▸ **SELECTED TEXT**
/gooey-gpu

Docker container with inference endpoints for diffusion models & more

Primary LanguagePython

gooey-gpu

Docker container which provides inference endpoints for the following -

Endpoint Models
/text2img/ StableDiffusionPipeline models
/img2img/ StableDiffusionImg2ImgPipeline models
/inpaint/ StableDiffusionInpaintPipeline models
/upscale/ StableDiffusionUpscalePipeline models
/instruct_pix2pix/ StableDiffusionInstructPix2PixPipeline
/deforum/ deforum-stable-diffusion
/vqa/ Visual question answering
/image-captioning/ LAVIS image captioning
/controlnet/ StableDiffusionControlNetPipeline using ControlNetModel
/whisper/ transformers asr pipeline
/nemo/asr/ Nvidia Nemo ASR
/deepfloyd_if/text2img/ DeepFloyd IF

Features:

  • Models are automatically offloaded to cpu ram after inference. This allows you to run this container with an idle GPU usage of just ~2GB
  • Error handling via sentry
  • Multiple workers support
  • Uploads images to given upload url via POST, useful for directly uploading to google cloud storage etc.
  • Error pass-through to the clients, via HTTP 500 response body

E.g.

# starts the docker container on port 5012
./scripts/run-dev.sh common

View API docs at http://localhost:5012/docs

import requests
from firebase_admin import storage

# upload the result to google cloud storage
blob = storage.bucket("my-gcs-bucket").blob("path/to/img.png")
upload_url = blob.generate_signed_url(
    version="v4",
    # This URL is valid for 15 minutes
    expiration=datetime.timedelta(minutes=30),
    # Allow PUT requests using this URL.
    method="PUT",
    content_type="image/png",
)

# run stable diffusion 2.1
r = requests.post(
    "http://localhost:5000/text2img/",
    json=dict(
        pipeline={
            "upload_urls": [upload_url],
            "model_id": "stabilityai/stable-diffusion-2-1",
            "seed": 42,
        },
        inputs={
            "prompt": ["A furry friend"],
            "num_images_per_prompt": 1,
            "num_inference_steps": 50,
            "guidance_scale": 7.5,
            "width": 768,
            "height": 768,
        },
    )
)
r.raise_for_status()

print(blob.public_url)

▸ **PROBLEM DETAILS**
Repeat the gooey-gpu page word for word, from "# upload the" up to and including "using this URL.". Work only from the gooey-gpu page above.

▸ **RECORDED DATA**
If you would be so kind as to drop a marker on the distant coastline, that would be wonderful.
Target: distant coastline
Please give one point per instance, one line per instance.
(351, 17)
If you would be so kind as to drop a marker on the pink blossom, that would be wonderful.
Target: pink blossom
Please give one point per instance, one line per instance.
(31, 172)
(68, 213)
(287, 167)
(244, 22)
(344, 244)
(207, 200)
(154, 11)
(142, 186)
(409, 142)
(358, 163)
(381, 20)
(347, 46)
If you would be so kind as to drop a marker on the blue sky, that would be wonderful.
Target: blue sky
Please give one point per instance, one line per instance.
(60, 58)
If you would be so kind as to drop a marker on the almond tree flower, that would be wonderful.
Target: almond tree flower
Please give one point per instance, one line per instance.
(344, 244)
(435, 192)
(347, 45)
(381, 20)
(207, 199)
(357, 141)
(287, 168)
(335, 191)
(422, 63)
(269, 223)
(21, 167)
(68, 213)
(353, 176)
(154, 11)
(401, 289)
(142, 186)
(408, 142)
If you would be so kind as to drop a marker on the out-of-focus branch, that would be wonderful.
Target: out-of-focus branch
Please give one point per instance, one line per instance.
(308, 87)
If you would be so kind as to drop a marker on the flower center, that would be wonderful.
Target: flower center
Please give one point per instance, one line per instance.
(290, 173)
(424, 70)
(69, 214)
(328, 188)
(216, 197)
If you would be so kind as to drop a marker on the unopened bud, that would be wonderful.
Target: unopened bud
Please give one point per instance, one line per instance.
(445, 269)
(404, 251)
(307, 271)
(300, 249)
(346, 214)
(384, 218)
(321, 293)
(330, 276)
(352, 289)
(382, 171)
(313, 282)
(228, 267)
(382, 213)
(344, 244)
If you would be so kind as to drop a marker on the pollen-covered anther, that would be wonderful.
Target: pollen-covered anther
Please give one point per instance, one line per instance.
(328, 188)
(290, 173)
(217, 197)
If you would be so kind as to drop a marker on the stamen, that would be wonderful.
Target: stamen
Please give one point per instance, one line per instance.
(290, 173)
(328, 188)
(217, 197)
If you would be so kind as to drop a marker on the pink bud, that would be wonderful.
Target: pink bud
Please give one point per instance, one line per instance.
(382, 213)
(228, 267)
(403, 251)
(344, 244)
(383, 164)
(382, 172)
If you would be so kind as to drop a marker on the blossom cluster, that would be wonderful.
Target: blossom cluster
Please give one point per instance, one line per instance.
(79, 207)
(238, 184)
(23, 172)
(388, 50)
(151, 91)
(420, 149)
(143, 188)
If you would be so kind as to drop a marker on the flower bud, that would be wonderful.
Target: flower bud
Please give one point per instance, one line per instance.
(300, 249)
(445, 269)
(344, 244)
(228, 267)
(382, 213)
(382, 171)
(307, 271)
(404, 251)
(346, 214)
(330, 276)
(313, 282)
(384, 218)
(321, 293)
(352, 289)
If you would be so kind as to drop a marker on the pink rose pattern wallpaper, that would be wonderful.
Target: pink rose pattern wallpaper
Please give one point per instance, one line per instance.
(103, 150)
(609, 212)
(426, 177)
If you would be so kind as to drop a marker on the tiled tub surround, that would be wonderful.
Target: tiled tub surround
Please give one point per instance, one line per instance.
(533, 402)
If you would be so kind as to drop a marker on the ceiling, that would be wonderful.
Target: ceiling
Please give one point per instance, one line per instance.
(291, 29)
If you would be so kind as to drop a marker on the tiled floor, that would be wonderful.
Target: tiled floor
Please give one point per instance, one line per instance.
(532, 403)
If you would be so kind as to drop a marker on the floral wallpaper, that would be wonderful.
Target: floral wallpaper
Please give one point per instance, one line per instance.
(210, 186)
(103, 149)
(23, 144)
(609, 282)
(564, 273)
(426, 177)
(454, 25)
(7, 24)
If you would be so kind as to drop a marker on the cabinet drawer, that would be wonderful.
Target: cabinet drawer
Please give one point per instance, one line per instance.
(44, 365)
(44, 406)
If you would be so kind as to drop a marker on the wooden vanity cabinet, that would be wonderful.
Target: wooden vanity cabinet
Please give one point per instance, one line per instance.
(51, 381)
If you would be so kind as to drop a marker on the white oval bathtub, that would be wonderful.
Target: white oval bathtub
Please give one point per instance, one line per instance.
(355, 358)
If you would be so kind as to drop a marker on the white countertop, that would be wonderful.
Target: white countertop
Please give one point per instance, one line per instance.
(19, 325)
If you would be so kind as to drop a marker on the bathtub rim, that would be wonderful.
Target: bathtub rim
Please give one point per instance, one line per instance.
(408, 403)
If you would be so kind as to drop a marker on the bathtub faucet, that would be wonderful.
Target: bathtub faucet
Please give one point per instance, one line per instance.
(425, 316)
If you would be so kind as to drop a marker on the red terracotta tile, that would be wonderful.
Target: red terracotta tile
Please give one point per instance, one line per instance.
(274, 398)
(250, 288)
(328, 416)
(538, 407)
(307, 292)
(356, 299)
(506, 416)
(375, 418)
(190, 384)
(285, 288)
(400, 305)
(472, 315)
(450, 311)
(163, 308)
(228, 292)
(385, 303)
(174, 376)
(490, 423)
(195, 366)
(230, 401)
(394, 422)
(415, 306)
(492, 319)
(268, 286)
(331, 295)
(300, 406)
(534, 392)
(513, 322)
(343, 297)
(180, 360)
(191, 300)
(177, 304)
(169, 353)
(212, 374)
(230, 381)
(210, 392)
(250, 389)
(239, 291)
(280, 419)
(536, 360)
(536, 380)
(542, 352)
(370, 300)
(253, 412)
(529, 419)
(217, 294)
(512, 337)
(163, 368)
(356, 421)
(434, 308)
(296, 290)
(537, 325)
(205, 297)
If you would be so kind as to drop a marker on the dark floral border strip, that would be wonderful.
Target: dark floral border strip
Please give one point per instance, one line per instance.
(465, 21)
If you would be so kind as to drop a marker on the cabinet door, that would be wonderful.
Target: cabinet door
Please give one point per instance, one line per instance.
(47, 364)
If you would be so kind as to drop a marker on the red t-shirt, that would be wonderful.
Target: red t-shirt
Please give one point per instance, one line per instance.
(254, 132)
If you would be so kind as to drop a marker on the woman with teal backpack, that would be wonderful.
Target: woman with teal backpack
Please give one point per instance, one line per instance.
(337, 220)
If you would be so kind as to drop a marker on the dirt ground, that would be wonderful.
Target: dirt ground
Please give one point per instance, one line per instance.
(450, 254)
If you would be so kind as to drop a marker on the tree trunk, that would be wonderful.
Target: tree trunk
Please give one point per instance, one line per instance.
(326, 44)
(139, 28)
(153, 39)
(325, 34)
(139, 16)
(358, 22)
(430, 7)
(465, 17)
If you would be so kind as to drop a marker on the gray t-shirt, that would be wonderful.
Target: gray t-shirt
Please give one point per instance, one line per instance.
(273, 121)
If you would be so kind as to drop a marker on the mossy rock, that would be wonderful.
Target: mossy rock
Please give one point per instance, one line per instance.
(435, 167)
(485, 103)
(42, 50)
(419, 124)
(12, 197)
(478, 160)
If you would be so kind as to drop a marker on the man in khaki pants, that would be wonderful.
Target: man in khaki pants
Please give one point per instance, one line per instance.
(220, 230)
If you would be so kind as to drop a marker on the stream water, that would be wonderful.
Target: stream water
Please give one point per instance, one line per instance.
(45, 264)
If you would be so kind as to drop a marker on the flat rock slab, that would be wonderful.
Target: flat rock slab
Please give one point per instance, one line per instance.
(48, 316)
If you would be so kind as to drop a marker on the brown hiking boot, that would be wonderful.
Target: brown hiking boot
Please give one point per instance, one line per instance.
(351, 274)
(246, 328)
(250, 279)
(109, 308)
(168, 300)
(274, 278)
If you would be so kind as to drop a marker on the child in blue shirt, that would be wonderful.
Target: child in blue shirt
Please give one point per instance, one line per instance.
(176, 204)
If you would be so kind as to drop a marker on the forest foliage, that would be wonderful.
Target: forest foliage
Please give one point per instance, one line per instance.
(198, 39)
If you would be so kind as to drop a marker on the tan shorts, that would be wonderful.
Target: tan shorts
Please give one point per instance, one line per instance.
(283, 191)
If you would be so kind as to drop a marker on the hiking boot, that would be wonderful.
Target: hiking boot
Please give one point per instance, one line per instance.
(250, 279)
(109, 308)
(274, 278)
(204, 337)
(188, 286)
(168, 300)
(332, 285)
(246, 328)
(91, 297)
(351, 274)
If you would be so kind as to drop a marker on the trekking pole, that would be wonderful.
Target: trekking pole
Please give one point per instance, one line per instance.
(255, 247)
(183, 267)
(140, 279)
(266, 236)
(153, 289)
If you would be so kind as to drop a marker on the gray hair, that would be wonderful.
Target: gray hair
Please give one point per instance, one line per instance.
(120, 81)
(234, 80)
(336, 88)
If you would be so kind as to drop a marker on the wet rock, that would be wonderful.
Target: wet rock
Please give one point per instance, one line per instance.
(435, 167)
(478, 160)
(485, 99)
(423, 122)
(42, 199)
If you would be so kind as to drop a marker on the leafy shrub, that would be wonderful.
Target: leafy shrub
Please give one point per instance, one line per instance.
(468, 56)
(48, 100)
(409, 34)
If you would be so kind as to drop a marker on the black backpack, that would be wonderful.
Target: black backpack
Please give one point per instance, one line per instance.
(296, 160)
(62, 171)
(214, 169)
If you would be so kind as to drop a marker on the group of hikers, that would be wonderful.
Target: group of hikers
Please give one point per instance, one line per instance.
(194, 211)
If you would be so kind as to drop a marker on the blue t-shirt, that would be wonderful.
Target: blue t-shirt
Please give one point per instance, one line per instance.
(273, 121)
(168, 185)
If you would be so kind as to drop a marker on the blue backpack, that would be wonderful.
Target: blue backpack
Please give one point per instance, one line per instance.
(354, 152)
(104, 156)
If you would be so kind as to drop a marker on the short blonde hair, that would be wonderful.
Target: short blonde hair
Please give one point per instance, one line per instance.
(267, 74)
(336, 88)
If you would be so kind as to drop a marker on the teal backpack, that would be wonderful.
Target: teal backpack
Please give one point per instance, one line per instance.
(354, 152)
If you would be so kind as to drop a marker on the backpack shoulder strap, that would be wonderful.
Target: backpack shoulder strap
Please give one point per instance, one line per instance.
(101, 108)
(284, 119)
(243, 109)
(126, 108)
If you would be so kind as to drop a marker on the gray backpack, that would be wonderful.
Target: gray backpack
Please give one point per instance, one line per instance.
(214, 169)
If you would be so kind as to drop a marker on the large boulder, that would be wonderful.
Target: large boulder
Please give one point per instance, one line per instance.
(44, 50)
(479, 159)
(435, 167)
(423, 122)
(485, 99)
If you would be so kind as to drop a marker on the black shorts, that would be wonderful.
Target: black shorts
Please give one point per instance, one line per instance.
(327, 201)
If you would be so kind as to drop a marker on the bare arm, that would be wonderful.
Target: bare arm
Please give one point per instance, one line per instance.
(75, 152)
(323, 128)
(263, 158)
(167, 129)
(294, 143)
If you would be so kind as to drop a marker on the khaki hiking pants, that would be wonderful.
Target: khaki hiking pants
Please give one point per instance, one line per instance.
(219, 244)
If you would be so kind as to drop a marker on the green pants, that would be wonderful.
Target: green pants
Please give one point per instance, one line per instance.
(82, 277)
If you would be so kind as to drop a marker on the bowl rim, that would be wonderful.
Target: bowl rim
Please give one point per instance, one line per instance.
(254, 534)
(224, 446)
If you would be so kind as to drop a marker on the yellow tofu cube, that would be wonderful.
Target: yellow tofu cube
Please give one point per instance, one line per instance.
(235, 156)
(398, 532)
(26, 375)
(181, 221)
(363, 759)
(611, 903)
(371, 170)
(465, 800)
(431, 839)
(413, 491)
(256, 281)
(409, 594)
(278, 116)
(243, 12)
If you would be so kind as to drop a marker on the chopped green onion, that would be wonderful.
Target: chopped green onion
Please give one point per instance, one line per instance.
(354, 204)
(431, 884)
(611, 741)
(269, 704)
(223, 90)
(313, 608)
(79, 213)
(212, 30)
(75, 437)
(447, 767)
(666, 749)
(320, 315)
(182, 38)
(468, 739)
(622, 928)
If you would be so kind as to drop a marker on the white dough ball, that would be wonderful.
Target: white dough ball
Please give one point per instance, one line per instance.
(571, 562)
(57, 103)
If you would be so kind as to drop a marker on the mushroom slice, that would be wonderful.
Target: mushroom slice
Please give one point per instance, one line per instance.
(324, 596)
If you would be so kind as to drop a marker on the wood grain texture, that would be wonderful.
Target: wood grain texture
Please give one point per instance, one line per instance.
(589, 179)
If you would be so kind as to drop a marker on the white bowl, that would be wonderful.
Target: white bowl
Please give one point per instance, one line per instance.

▸ **COMPLETED EXERCISE**
# upload the result to google cloud storage
blob = storage.bucket("my-gcs-bucket").blob("path/to/img.png")
upload_url = blob.generate_signed_url(
    version="v4",
    # This URL is valid for 15 minutes
    expiration=datetime.timedelta(minutes=30),
    # Allow PUT requests using this URL.